指示内容 1 -
本文の「同様に医薬品についても、株式」から「響を及ぼす可能性があります。」までの箇所を、「関東地方」を「首都圏」に置き換えて書き直してください。
指示内容 2 -
本文の医薬品事業に関する部分で、発生する可能性がある「様々な予測困難なリスク」として挙げられているものをすべて答えてください。
指示内容 3 -
次の(a)～(c)がそれぞれ本文の内容と一致するかどうかを、はいかいいえで答えてください。また、判断の根拠となる本文の語句をそのまま引用してください。(a) 医薬品は株式会社科薬の埼玉工場と所沢工場で生産されている。(b) 医薬品を生産する二つの工場は互いに離れた場所にある。(c) 新薬の研究開発投資では、他社との共同開発等によって投資の効率化を図っている。

本文 -
· · ·

同様に医薬品についても、株式会社科薬の埼玉工場及び所沢工場で生産しており、両工場は近接しているため、関東地方に大規模な震災が発生した場合、長期にわたって製品供給が不可能になる可能性があります。
さらに、両地区以外においても想定外の大規模震災や災害、事故等が発生した場合においては、原料・部品の調達、商品供給及び販売の中断等により当社グループの経営状態に影響を及ぼす可能性があります。
⑭感染症の流行
社会的影響の大きな感染症の拡大が発生した場合、日々の活動でお客さまや取引先と直接対面する事業の特性を踏まえ、接客活動及び営業活動を自粛、又は販売店の営業停止等により、国内外において当社グループの経営成績及び財政状態に影響を与える可能性があります。
⑮医薬品事業に関するリスクについて
医薬品事業に関しては、新薬を上市するまでには、多額の研究開発投資が必要となりますが、新薬に対する研究開発投資について他社との共同開発等、投資そのものの効率化を図っております。今後も営業黒字の維持拡大を目指しますが、急激な事業環境の変化や新薬開発の遅延、共同開発における相手先企業の経営方針の変更といった様々な予測困難なリスクが発生する可能性があり、その結果として営業赤字に陥り、それが拡大あるいは長期化した場合には、当社グループの経営成績及び財政状態に影響を与える可能性があります。

· · ·

資料 -
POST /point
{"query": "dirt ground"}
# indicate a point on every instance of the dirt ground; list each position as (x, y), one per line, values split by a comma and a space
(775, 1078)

· · ·

回答文 1 -
同様に医薬品についても、株式会社科薬の埼玉工場及び所沢工場で生産しており、両工場は近接しているため、首都圏に大規模な震災が発生した場合、長期にわたって製品供給が不可能になる可能性があります。
さらに、両地区以外においても想定外の大規模震災や災害、事故等が発生した場合においては、原料・部品の調達、商品供給及び販売の中断等により当社グループの経営状態に影響を及ぼす可能性があります。

回答文 2 -
挙げられているのは、急激な事業環境の変化、新薬開発の遅延、共同開発における相手先企業の経営方針の変更の三つです。

回答文 3 -
(a) はい。本文に「株式会社科薬の埼玉工場及び所沢工場で生産しており」とあります。
(b) いいえ。本文に「両工場は近接している」とあります。
(c) はい。本文に「他社との共同開発等、投資そのものの効率化を図っております」とあります。